» **作業指示 1**
提供文にある「普通は週刊誌連載版から単行本化する際に追加されるのはせいぜいおまけページが少しあるくらい。」という一文を英語に訳してください。
» **作業指示 2**
提供文の「話にブレはあるけど」で始まる段落を、主な事実を残して短い文章にまとめる。

» **提供文**
_____

不良バトルが始まったりすることはあるけど基本的にこれ。
スポーツ医療ネタが尽きたのか3話以降は主に不調の原因は家庭問題。
これは、某黄門さまなどのようにテンプレートを求めている人からすると安心感があるとも言える。
いきなり異世界編が始まったりはしない。(話自体が既に異世界な気がしなくもないけど)
キャラクターが一貫している
話にブレはあるけど、何気にキャラクター自体に大きなブレが無い。
・主人公塩谷は筋肉好きの変態
・しずかは自己中心的なお嬢様
・内柴は不真面目なインスタントヒーロー
・基本的に全員性格に問題あり。
このへんはよみきり版含め一貫している。
週刊誌読者でも単行本が楽しみ
普通は週刊誌連載版から単行本化する際に追加されるのはせいぜいおまけページが少しあるくらい。
なので週刊誌で読んだ人からすると「今回の話はここからここまでね」という感じで単行本を読んでも話自体に新鮮さは感じない。(キャラプロフィールとかで驚かされたりすることはある)
ところがスポーティングソルトの特に3巻は違う。
なんせ2巻終了時点でのストックが残り2話しかない。
読みきり乗せるにしてもページ数が全く足りない。
正直、3巻発売までは本当にどうするんだろうというワクワク感が尽きなかった。

_____

» **利用データ**
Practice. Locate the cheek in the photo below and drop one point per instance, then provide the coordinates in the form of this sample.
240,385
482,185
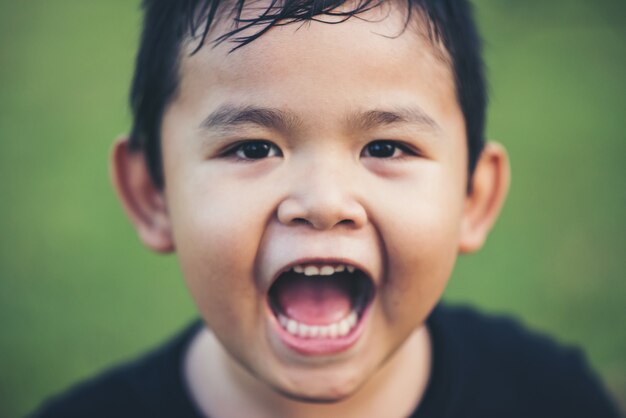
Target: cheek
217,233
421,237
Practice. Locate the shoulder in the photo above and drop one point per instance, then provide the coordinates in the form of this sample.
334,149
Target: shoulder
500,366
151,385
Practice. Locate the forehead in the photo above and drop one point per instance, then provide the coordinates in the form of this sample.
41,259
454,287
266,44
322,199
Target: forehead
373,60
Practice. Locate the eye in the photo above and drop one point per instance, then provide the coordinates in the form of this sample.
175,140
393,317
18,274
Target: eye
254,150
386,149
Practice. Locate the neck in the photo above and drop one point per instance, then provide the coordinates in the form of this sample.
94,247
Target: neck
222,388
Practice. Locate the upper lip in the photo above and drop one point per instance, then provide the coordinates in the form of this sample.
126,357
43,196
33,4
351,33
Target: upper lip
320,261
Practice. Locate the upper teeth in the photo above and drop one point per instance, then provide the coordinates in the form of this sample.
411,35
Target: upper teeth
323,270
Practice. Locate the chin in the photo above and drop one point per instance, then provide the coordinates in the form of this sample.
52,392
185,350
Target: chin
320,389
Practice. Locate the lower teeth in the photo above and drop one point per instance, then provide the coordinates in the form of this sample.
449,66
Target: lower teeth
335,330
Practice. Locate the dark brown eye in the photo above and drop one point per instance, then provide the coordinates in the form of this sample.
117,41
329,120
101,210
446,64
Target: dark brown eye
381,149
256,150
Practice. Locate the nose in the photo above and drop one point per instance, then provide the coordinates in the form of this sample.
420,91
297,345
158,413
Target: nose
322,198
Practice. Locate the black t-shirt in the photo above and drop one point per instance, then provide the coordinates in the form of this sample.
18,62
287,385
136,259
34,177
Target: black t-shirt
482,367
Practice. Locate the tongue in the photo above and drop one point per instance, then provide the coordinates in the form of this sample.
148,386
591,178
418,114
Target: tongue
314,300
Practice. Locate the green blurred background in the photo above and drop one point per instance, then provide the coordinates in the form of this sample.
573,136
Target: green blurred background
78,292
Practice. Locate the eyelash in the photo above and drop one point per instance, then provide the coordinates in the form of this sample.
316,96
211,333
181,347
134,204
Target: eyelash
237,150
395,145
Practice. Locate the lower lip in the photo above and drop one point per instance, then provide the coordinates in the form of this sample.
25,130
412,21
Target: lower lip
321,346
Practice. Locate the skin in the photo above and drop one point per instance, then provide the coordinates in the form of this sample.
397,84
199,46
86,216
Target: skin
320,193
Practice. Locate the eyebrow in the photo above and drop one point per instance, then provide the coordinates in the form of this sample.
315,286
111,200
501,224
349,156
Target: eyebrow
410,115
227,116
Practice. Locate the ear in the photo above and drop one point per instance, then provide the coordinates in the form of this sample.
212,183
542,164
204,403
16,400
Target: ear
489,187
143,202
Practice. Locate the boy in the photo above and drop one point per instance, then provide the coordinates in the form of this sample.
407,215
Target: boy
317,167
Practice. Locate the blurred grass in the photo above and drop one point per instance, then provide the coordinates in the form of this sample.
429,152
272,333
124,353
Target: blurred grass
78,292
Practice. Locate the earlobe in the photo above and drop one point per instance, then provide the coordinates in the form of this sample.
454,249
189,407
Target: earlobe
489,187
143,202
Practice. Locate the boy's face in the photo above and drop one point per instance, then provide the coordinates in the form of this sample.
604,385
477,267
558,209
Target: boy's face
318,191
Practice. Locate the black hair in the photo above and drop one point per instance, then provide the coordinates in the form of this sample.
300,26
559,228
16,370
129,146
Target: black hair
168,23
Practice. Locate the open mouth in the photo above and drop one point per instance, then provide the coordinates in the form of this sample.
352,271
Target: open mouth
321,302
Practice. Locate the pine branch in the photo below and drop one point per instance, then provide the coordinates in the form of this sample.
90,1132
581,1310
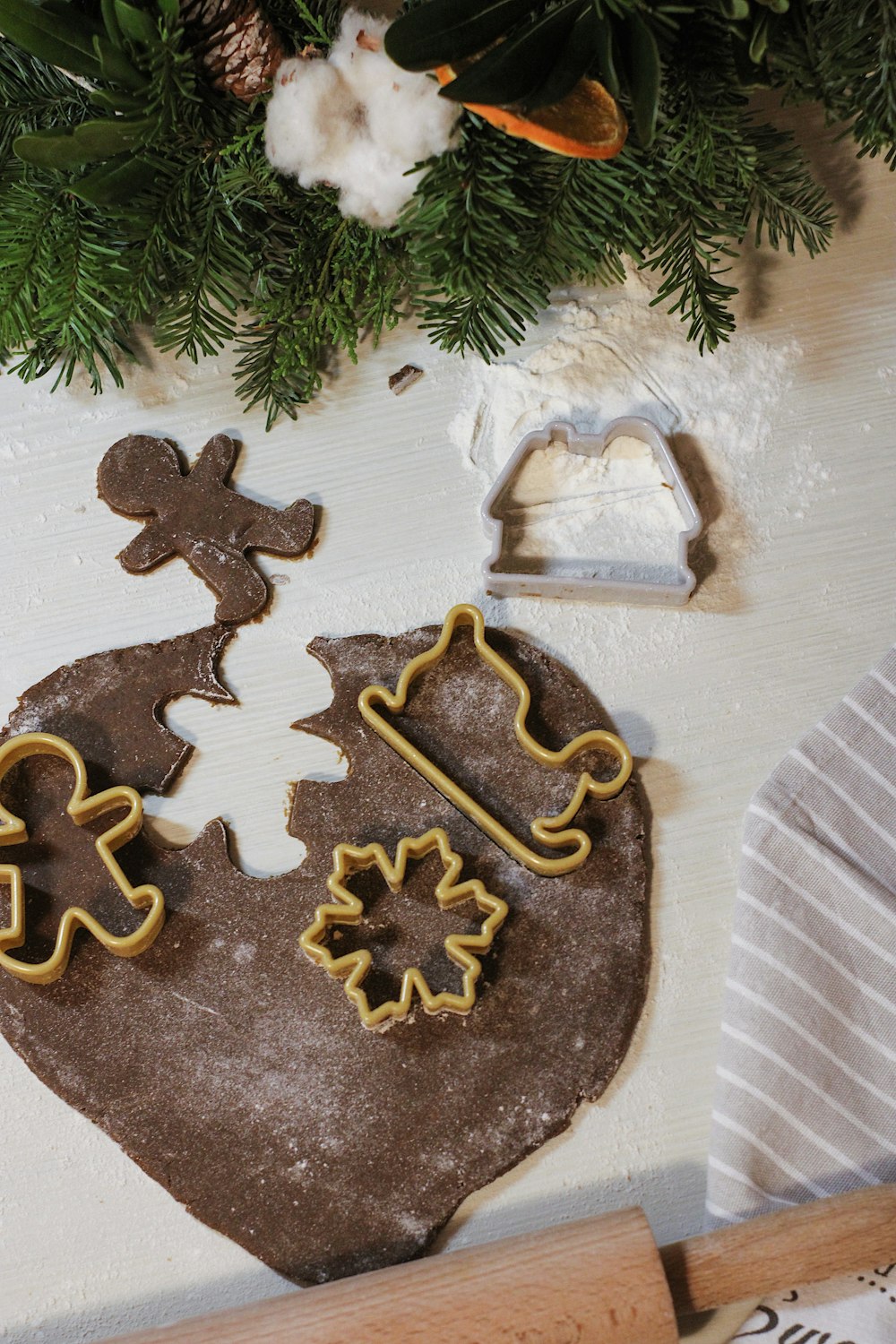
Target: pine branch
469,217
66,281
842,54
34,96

_____

» **解答 1**
Normally, when a series running in a weekly magazine is compiled into a collected volume, the most that gets added is a few bonus pages.

» **解答 2**
話にブレはあるが、キャラクターには大きなブレがなく、よみきり版を含めて一貫している。主人公の塩谷は筋肉好きの変態、しずかは自己中心的なお嬢様、内柴は不真面目なインスタントヒーローで、基本的に全員の性格に問題がある。